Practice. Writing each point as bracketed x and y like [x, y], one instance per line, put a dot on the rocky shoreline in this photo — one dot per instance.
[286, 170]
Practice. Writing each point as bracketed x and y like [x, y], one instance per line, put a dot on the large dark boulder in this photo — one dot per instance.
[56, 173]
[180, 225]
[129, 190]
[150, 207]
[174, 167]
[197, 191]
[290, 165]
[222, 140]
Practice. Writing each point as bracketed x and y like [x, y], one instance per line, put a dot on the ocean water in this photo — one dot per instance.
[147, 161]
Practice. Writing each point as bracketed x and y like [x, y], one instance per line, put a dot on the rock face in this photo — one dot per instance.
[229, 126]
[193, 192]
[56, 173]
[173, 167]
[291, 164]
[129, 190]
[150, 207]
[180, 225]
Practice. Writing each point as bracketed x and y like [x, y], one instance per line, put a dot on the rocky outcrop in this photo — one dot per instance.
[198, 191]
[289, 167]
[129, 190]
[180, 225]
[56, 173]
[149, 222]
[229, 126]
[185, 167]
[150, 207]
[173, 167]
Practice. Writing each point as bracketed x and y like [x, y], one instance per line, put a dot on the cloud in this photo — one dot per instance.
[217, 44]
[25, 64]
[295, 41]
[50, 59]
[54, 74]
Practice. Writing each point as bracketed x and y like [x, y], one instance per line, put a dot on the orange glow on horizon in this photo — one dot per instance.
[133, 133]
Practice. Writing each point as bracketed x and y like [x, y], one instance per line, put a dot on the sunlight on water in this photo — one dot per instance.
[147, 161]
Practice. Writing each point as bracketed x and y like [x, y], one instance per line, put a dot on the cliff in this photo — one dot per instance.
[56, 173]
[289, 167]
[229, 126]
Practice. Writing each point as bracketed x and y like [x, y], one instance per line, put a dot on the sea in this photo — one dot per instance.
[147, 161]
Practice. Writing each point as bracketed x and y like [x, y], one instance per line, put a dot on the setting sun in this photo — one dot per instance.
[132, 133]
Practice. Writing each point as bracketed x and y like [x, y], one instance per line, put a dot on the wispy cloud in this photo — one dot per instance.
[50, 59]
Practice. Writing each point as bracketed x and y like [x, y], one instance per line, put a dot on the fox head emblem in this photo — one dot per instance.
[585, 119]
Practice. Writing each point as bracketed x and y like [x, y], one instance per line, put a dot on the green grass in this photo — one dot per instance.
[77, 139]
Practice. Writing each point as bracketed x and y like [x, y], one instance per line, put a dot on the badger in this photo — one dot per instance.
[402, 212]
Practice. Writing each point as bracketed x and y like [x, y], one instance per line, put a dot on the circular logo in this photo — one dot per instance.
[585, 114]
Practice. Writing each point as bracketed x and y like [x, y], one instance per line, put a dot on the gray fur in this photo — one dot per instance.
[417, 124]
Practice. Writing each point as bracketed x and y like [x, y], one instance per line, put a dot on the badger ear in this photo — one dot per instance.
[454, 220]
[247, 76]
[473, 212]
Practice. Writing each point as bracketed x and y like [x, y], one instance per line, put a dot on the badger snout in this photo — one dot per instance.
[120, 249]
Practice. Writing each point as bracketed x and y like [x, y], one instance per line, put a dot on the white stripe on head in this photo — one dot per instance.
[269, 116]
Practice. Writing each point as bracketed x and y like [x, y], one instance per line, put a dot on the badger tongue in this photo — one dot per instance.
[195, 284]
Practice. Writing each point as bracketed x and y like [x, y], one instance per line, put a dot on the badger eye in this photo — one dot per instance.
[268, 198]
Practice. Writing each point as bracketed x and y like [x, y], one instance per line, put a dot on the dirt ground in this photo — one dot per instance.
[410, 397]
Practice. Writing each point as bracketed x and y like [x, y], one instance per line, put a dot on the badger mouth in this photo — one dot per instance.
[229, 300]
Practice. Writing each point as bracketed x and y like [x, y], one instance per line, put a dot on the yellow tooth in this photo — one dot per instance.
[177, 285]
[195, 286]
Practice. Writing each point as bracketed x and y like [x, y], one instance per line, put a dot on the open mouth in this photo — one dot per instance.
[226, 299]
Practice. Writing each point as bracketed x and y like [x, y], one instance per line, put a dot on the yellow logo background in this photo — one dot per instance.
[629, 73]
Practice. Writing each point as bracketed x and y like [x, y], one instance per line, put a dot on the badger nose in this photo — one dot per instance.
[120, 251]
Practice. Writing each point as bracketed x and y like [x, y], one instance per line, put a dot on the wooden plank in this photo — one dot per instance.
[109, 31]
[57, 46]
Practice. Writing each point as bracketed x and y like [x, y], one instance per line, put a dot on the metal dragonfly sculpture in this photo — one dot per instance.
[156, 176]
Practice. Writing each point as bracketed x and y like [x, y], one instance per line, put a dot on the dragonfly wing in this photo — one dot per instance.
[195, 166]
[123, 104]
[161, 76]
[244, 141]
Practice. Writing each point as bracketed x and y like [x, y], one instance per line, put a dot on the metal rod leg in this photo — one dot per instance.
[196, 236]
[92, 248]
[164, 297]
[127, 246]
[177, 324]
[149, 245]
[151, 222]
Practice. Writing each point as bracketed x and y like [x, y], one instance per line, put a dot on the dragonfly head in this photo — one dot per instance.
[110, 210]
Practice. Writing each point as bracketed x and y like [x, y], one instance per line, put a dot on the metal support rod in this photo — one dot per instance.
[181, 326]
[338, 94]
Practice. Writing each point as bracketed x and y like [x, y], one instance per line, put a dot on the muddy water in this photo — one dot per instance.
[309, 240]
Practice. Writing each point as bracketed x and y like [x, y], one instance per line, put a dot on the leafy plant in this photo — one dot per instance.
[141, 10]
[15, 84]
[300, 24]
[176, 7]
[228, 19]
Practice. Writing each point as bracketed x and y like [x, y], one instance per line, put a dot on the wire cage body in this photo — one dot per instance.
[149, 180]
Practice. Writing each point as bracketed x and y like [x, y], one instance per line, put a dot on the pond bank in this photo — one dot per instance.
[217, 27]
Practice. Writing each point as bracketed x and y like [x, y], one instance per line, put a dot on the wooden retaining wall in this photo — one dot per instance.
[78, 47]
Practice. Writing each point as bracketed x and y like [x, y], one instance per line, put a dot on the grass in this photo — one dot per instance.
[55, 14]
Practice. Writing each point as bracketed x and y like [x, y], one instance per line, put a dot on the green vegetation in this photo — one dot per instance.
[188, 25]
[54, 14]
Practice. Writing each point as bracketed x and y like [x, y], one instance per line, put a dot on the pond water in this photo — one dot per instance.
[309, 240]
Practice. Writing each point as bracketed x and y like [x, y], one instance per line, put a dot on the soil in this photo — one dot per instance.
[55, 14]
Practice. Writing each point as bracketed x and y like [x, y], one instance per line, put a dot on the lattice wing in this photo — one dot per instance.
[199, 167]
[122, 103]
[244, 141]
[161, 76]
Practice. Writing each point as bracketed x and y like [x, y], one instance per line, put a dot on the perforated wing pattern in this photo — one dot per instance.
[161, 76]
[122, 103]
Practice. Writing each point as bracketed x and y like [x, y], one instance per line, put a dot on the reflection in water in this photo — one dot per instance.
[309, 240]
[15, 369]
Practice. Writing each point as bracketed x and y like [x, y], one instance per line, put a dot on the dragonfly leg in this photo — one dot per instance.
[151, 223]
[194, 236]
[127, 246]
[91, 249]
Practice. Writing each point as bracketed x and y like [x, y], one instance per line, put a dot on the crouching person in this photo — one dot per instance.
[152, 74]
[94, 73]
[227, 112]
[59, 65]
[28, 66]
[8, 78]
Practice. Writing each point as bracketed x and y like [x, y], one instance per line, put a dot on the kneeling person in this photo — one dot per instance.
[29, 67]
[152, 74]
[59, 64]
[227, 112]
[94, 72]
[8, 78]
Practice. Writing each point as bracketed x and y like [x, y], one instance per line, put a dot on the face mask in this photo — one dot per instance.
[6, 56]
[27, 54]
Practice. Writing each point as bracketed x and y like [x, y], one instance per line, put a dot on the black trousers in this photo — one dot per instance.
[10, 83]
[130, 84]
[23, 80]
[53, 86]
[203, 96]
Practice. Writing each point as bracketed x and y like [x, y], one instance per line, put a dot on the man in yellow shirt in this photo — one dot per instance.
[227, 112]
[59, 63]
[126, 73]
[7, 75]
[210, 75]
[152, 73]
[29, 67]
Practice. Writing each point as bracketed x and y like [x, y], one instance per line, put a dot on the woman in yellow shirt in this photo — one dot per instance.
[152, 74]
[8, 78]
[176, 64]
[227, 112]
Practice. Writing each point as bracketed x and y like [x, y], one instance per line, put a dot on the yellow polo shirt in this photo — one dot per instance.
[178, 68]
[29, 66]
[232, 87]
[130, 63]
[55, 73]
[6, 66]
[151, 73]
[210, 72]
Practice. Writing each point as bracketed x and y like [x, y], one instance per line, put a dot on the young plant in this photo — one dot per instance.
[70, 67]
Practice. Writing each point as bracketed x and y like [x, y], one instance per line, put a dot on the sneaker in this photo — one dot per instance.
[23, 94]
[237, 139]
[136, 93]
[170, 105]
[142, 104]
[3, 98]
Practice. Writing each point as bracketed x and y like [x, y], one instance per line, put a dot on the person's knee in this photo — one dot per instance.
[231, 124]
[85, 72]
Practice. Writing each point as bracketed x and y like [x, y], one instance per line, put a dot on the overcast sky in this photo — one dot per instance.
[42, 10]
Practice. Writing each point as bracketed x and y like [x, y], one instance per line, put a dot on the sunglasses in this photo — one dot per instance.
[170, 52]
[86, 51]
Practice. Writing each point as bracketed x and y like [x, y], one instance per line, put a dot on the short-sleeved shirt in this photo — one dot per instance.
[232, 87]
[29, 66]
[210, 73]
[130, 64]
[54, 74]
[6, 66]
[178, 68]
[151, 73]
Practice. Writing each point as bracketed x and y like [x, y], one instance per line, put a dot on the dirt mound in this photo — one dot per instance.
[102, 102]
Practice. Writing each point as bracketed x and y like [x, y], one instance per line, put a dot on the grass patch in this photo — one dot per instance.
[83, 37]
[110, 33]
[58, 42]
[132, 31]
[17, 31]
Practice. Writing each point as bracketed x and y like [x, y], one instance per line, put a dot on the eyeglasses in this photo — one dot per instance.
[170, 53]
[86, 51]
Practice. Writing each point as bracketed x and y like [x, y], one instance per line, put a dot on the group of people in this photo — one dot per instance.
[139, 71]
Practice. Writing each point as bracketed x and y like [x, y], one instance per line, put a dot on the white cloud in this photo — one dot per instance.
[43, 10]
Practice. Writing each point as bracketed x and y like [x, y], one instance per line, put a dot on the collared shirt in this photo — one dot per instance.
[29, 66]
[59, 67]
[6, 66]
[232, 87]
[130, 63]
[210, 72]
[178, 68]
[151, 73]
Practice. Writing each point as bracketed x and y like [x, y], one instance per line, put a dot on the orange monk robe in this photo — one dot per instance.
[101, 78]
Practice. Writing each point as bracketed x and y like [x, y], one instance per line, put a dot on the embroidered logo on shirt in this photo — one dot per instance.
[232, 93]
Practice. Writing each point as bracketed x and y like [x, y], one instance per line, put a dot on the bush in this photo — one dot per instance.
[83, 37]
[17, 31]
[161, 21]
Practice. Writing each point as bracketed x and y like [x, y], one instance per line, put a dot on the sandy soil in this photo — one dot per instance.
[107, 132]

#### Exercise task:
Every line from the one containing "on the collared" through the last line of the entries must be written out verbatim, and no other line.

#### Solved exercise:
Practice. Writing each point as bracketed x and y like [x, y], one instance per line, put a dot on the collared shirt in this photo — one dot per instance.
[29, 66]
[59, 67]
[6, 66]
[232, 87]
[130, 63]
[210, 72]
[178, 68]
[151, 73]
Practice. Writing each point as bracketed x and y like [x, y], one instance per line, put a dot on the orange monk robe in this photo — one dot per instance.
[101, 78]
Practice. Writing each point as bracketed x and y like [x, y], one instance per line, put a dot on the embroidered logo on shirt in this photo — one dot per instance.
[232, 93]
Practice. Writing each point as bracketed x and y like [x, y], one instance per line, put a dot on the bush in this photo — one dot per instance.
[83, 37]
[17, 31]
[161, 21]
Practice. Writing each point as bracketed x and y like [x, y], one instance per line, put a dot on the sandy soil in this photo — one dot per instance.
[107, 132]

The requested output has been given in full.